## TASK
An exact restatement of the records below is expected.

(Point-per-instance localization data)
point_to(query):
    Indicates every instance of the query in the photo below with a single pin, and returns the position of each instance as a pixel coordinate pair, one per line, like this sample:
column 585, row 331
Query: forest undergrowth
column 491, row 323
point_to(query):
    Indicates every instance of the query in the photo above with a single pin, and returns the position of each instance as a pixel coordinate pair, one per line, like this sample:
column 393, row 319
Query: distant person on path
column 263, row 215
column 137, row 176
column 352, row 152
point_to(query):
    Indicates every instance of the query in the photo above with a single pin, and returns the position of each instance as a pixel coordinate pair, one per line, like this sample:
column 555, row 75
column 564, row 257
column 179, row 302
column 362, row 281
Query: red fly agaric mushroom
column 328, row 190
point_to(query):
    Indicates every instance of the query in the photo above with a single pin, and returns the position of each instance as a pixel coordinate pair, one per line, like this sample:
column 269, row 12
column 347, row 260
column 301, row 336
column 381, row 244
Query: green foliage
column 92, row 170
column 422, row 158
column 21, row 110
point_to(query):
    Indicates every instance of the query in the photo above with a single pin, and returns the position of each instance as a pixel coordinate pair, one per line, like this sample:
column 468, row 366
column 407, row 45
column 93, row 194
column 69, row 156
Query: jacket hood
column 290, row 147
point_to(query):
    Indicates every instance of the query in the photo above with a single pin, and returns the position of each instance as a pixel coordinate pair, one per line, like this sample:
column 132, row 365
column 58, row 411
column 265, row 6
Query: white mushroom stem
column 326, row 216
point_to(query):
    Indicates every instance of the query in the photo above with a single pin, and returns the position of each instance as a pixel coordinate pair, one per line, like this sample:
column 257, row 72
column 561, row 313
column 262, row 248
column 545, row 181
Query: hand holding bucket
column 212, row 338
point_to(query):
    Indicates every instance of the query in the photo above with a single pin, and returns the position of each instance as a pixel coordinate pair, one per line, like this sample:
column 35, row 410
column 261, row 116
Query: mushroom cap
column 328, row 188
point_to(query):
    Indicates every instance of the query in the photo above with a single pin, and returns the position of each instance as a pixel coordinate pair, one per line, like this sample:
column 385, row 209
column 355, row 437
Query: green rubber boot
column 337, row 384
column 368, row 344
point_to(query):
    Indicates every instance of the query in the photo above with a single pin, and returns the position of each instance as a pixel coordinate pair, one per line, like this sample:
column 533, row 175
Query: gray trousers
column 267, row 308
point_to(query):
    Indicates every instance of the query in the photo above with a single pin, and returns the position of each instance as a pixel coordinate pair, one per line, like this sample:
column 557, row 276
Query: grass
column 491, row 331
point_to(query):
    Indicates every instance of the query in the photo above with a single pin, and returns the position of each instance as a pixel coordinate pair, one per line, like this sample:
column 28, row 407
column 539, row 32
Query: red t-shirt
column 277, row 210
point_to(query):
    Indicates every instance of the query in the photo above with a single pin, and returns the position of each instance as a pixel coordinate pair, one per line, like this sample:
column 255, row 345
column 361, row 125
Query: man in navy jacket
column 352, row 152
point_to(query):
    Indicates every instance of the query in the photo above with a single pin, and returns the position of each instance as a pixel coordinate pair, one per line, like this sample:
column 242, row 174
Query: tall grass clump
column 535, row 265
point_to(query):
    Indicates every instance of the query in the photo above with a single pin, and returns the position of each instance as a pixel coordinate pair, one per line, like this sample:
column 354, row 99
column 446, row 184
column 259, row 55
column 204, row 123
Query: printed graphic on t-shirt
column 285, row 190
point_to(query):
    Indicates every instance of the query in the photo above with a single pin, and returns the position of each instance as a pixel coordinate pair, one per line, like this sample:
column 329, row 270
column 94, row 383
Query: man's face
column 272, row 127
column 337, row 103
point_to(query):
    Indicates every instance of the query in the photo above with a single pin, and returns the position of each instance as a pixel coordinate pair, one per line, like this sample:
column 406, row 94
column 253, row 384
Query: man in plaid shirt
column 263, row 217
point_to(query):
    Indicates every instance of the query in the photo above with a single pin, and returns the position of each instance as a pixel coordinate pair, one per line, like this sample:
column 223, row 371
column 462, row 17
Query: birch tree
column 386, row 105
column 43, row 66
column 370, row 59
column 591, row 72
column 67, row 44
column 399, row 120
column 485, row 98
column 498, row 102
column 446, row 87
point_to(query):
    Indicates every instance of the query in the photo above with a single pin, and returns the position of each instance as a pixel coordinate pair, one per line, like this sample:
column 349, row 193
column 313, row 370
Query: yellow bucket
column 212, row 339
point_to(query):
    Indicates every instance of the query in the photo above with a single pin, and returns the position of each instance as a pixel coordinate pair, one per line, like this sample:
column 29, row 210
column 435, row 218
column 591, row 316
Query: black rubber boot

## PROBLEM SOLUTION
point_to(query):
    Indicates every instance of the query in the photo below with a single pin, and returns the position of each instance as a pixel coordinate pair, one per line, like this sample:
column 585, row 331
Query: forest undergrowth
column 491, row 323
point_to(query):
    Indicates every instance of the query in the photo above with a single pin, and returns the position of each instance as a pixel coordinate pair, one per line, like this sample:
column 393, row 319
Query: distant person on path
column 263, row 215
column 137, row 176
column 352, row 152
point_to(query):
    Indicates every instance of the query in the photo above with a single pin, and returns the position of each instance as a pixel coordinate pair, one per line, like this sample:
column 555, row 75
column 564, row 257
column 179, row 302
column 362, row 281
Query: red fly agaric mushroom
column 328, row 190
point_to(query):
    Indicates every instance of the query in the photo above with a single pin, and returns the position of each instance as a pixel coordinate pair, one per line, like this sample:
column 269, row 12
column 347, row 260
column 301, row 336
column 381, row 244
Query: green foliage
column 92, row 170
column 422, row 158
column 21, row 110
point_to(query):
    Indicates every instance of the query in the photo above with a single pin, and returns the position of each instance as a pixel coordinate pair, one per line, like this sample:
column 468, row 366
column 407, row 45
column 93, row 194
column 69, row 156
Query: jacket hood
column 290, row 147
point_to(query):
    Indicates every instance of the query in the photo above with a single pin, and returns the position of each instance as a pixel coordinate pair, one per line, like this sample:
column 132, row 365
column 58, row 411
column 265, row 6
Query: white mushroom stem
column 326, row 216
point_to(query):
    Indicates every instance of the query in the photo above with a single pin, and returns the position of each instance as a pixel coordinate pair, one per line, like this sample:
column 257, row 72
column 561, row 313
column 262, row 248
column 545, row 181
Query: hand holding bucket
column 212, row 338
point_to(query):
    Indicates every instance of the query in the photo above with a single pin, and returns the position of each instance as a pixel coordinate pair, one per line, like this sample:
column 35, row 410
column 261, row 116
Query: mushroom cap
column 328, row 188
point_to(query):
    Indicates every instance of the query in the photo above with a single pin, and returns the position of each instance as a pixel coordinate pair, one per line, like this sample:
column 385, row 209
column 355, row 437
Query: green rubber boot
column 337, row 384
column 368, row 344
point_to(query):
    Indicates every instance of the query in the photo above with a single pin, and returns the position of each instance as a pixel coordinate pair, one per line, like this sample:
column 533, row 175
Query: gray trousers
column 267, row 308
point_to(query):
    Indicates every instance of the query in the photo above with a single pin, and returns the position of each instance as a pixel coordinate pair, one per line, like this sample:
column 557, row 276
Query: grass
column 491, row 331
point_to(query):
    Indicates every instance of the query in the photo above with a single pin, and returns the position of each instance as a pixel coordinate pair, one per line, like this sample:
column 28, row 407
column 539, row 32
Query: red t-shirt
column 277, row 210
point_to(query):
    Indicates every instance of the query in the photo above with a single pin, and returns the position of each instance as a pixel coordinate pair, one per line, like this sample:
column 255, row 345
column 361, row 125
Query: man in navy jacket
column 352, row 152
point_to(query):
    Indicates every instance of the query in the photo above with a single pin, and returns the position of each instance as a pixel coordinate pair, one per line, like this sample:
column 242, row 174
Query: tall grass clump
column 535, row 265
point_to(query):
    Indicates every instance of the query in the photo above with a single pin, and returns the position of each instance as a pixel coordinate pair, one per line, like this sample:
column 354, row 99
column 446, row 184
column 259, row 55
column 204, row 123
Query: printed graphic on t-shirt
column 285, row 190
point_to(query):
    Indicates every instance of the query in the photo above with a single pin, and returns the position of each instance as a pixel coordinate pair, one per line, like this sample:
column 329, row 270
column 94, row 383
Query: man's face
column 272, row 127
column 337, row 103
point_to(query):
    Indicates every instance of the query in the photo above with a single pin, and returns the position of each instance as a pixel coordinate pair, one per line, like this sample:
column 406, row 94
column 253, row 384
Query: man in plaid shirt
column 263, row 217
point_to(query):
    Indicates every instance of the query in the photo above with a single pin, and returns the position of each instance as a pixel coordinate pair, one per line, like this sample:
column 223, row 371
column 462, row 17
Query: birch tree
column 386, row 105
column 43, row 66
column 370, row 59
column 591, row 72
column 67, row 44
column 399, row 120
column 485, row 98
column 498, row 102
column 446, row 87
point_to(query):
    Indicates every instance of the query in the photo above with a single pin, and returns the position of each instance as a pixel coordinate pair, one per line, like this sample:
column 349, row 193
column 313, row 370
Query: yellow bucket
column 212, row 339
point_to(query):
    Indicates every instance of the query in the photo above with a single pin, and returns the position of each instance as a pixel coordinate pair, one per line, like this sample:
column 29, row 210
column 435, row 218
column 591, row 316
Query: black rubber boot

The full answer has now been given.